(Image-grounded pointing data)
--------------------------------------------------

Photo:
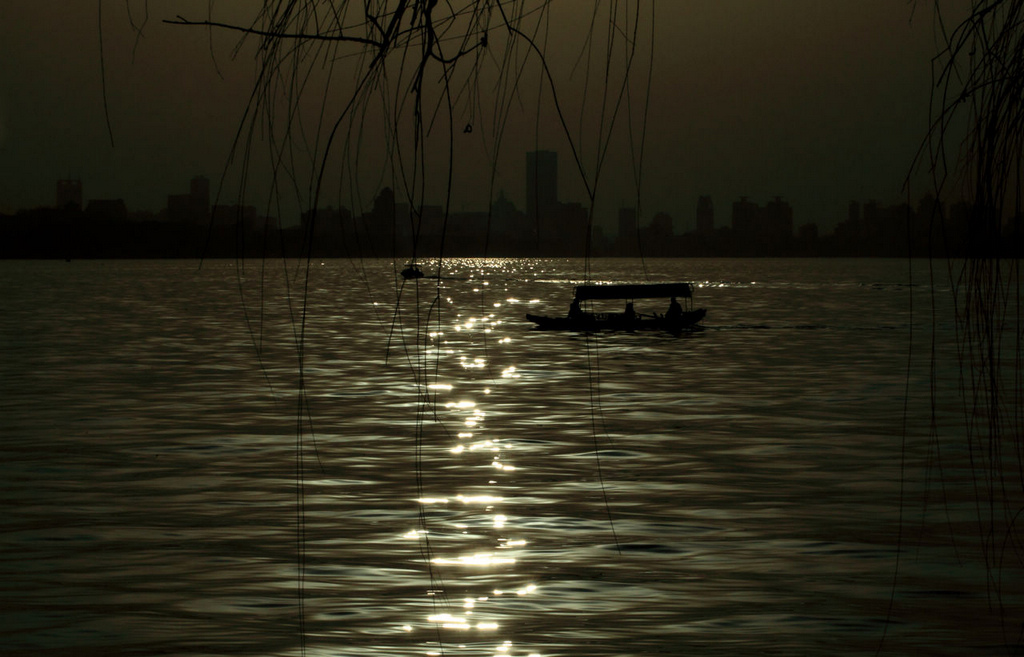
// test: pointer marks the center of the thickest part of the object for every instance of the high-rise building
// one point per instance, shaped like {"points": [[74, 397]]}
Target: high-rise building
{"points": [[542, 182], [199, 199], [706, 216]]}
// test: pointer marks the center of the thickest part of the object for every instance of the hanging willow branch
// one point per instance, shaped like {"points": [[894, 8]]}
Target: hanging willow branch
{"points": [[975, 151]]}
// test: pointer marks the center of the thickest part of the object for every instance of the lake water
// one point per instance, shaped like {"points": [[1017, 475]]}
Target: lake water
{"points": [[464, 485]]}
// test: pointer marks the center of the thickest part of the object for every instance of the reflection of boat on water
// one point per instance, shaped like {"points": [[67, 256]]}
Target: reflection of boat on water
{"points": [[412, 271], [676, 319]]}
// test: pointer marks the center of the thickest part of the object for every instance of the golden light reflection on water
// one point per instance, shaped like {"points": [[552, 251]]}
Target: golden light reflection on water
{"points": [[465, 533]]}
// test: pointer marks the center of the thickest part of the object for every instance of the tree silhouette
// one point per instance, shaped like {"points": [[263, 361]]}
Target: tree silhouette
{"points": [[974, 150]]}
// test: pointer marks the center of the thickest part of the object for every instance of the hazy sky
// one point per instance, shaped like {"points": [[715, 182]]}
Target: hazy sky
{"points": [[820, 101]]}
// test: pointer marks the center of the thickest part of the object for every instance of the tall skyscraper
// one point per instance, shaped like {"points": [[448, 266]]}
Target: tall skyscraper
{"points": [[706, 216], [542, 182]]}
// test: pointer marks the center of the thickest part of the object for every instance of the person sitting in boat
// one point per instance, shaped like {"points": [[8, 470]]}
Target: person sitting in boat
{"points": [[675, 310]]}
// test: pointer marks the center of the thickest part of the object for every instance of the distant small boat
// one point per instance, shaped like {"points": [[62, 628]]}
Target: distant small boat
{"points": [[676, 319], [412, 271]]}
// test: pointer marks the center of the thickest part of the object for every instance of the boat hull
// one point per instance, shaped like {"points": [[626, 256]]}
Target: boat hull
{"points": [[593, 323]]}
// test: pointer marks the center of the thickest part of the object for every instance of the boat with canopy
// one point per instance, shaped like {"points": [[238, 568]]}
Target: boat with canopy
{"points": [[677, 318]]}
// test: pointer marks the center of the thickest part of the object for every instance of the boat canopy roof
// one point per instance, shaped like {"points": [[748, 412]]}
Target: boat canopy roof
{"points": [[635, 291]]}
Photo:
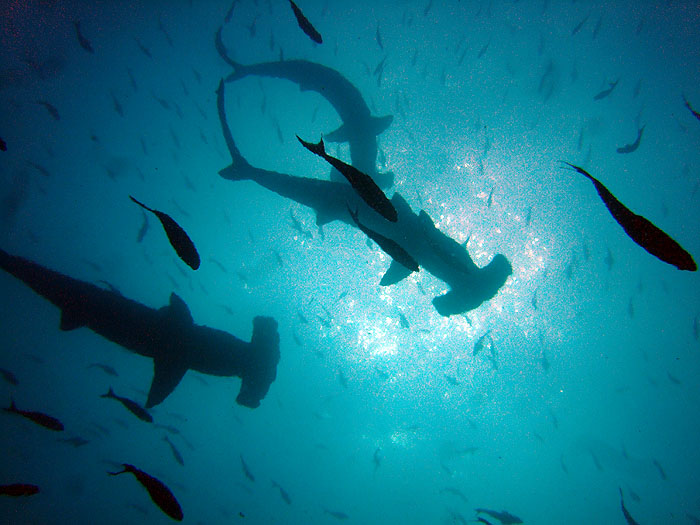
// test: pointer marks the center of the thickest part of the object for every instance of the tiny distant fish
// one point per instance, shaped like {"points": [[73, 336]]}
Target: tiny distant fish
{"points": [[179, 240], [246, 470], [160, 494], [641, 230], [305, 25], [18, 489], [105, 368], [12, 378], [39, 418], [130, 405], [84, 42], [50, 108]]}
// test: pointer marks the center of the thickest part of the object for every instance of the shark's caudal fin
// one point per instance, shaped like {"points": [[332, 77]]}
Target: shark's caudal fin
{"points": [[167, 370], [261, 367]]}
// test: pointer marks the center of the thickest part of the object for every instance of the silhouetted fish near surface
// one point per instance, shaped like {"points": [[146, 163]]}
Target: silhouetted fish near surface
{"points": [[361, 182], [179, 240], [50, 108], [390, 247], [36, 417], [506, 518], [12, 378], [18, 489], [641, 230], [130, 405], [84, 42], [160, 494], [628, 517], [629, 148], [606, 92], [305, 25]]}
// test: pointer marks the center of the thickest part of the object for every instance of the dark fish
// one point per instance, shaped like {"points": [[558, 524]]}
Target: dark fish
{"points": [[175, 451], [628, 516], [390, 247], [606, 92], [336, 514], [84, 42], [177, 237], [131, 406], [283, 493], [50, 108], [160, 494], [629, 148], [305, 25], [18, 489], [37, 417], [506, 518], [687, 104], [362, 183], [641, 230], [246, 470], [105, 368], [12, 378]]}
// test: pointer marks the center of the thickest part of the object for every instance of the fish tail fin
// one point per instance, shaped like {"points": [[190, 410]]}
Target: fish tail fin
{"points": [[318, 148], [265, 351]]}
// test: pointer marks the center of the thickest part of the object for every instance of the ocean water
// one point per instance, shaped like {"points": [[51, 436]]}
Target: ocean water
{"points": [[380, 412]]}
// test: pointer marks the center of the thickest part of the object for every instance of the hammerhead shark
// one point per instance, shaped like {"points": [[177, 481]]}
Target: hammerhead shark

--------------------------------------------------

**WHAT YOU ARE ASKED TO DO**
The records above should be retyped in full and exactly; omit the pictures.

**PROBLEM SOLUTION**
Photo:
// test: pointer marks the center of the thickest part of the object for every instance of the high-rise building
// one point per instance, shaped like {"points": [[74, 397]]}
Target: high-rise building
{"points": [[542, 182], [199, 199], [706, 216]]}
// test: pointer marks the center of the thickest part of the object for every instance of the hanging willow branch
// one point per instance, shaped like {"points": [[894, 8]]}
Target: hanging willow branch
{"points": [[975, 151]]}
// test: pointer marks the center of the thickest part of the object for every instance of the lake water
// one point per instance, shaped like {"points": [[1017, 475]]}
Target: lake water
{"points": [[464, 485]]}
// test: pointer marks the center of the thickest part of the object for every instance of the reflection of boat on water
// one point per instance, shaped like {"points": [[67, 256]]}
Target: reflection of boat on water
{"points": [[412, 271], [676, 319]]}
// test: pointer marks the center of the thickest part of the object for every instance of the golden light reflection on water
// one point per instance, shaped like {"points": [[552, 251]]}
Target: golden light reflection on water
{"points": [[465, 533]]}
// test: pointer marks the center of the thickest part of the object for every instance of the tree silhouette
// one point per instance, shaped like {"points": [[263, 361]]}
Target: tree silhouette
{"points": [[974, 150]]}
// test: pointer marks the center of the thickest part of the object for every instance of the hazy sky
// one point per instance, shaped like {"points": [[715, 182]]}
Target: hazy sky
{"points": [[820, 101]]}
// test: pointer marks the center of the thickest part of the object for every instance of the tall skyscraper
// one point per instance, shaped like {"points": [[448, 266]]}
Target: tall skyscraper
{"points": [[706, 216], [542, 182]]}
// test: pointer marks the center of the thickest part of the object for every instance of the person sitting in boat
// one point per instance, shaped like {"points": [[8, 470]]}
Target: person sitting in boat
{"points": [[675, 310]]}
// test: pointer marks the center of the thickest part of the object for every instance of the distant small boat
// one point per instance, shaped like {"points": [[62, 628]]}
Target: distant small boat
{"points": [[676, 319], [412, 271]]}
// test: pointer marks the center of the thickest part of the object for every instance of the boat hull
// one point per instance, shaped like {"points": [[626, 256]]}
Target: boat hull
{"points": [[593, 323]]}
// test: pointer marks the center of the thickest part of the object for every instance of the boat with canopy
// one point per instance, shaped like {"points": [[238, 568]]}
Target: boat with canopy
{"points": [[677, 318]]}
// test: pointer marks the center of the thickest part of the object for every instance of the boat canopy roof
// one point per instance, shaped like {"points": [[748, 412]]}
Target: boat canopy roof
{"points": [[635, 291]]}
Photo:
// test: pointer marks the center of the thickest part of the object for every instance of the tiny distant fish
// one point per instance, shaped like {"points": [[73, 336]]}
Target: tiny distant fish
{"points": [[179, 240], [246, 470], [160, 494], [641, 230], [305, 25], [18, 489], [105, 368], [12, 378], [39, 418], [130, 405], [84, 42], [50, 108]]}
// test: pointer marks the center of the thickest part of the object for every instance of the shark's caudal fin
// one point per instance, shaped like {"points": [[332, 77]]}
Target: shark's caudal fin
{"points": [[167, 370], [261, 367]]}
// test: pointer marks the center of the thickest part of the object for every instance of the silhouetted fish near surface
// one point per instance, shaped like {"points": [[146, 163]]}
Target: silhouetted fish near surface
{"points": [[361, 182], [179, 240], [50, 108], [390, 247], [36, 417], [506, 518], [12, 378], [18, 489], [641, 230], [130, 405], [84, 42], [160, 494], [628, 517], [629, 148], [606, 92], [305, 25]]}
// test: pointer marks the center of the thickest part of the object for every instance of the dark fish
// one point per instance, shaped like {"points": [[558, 524]]}
Target: dark fish
{"points": [[175, 451], [628, 516], [390, 247], [606, 92], [336, 514], [84, 42], [177, 237], [131, 406], [283, 493], [50, 108], [160, 494], [629, 148], [305, 25], [18, 489], [37, 417], [506, 518], [687, 104], [362, 183], [641, 230], [246, 470], [105, 368], [12, 378]]}
// test: pointer marks the center of the thickest part of the object for every instance of the fish tail fin
// one point per instance, shaped like {"points": [[190, 410]]}
Target: fish tail fin
{"points": [[318, 148], [265, 351]]}
// test: pointer marks the center of the thickest part of the object for every instance of the ocean water
// one point per instance, shaped like {"points": [[51, 436]]}
Target: ocean water
{"points": [[380, 412]]}
// test: pointer marks the center of the thickest part of the object for every instance of the hammerhead shark
// one point per instance, shaped like {"points": [[177, 481]]}
Target: hammerhead shark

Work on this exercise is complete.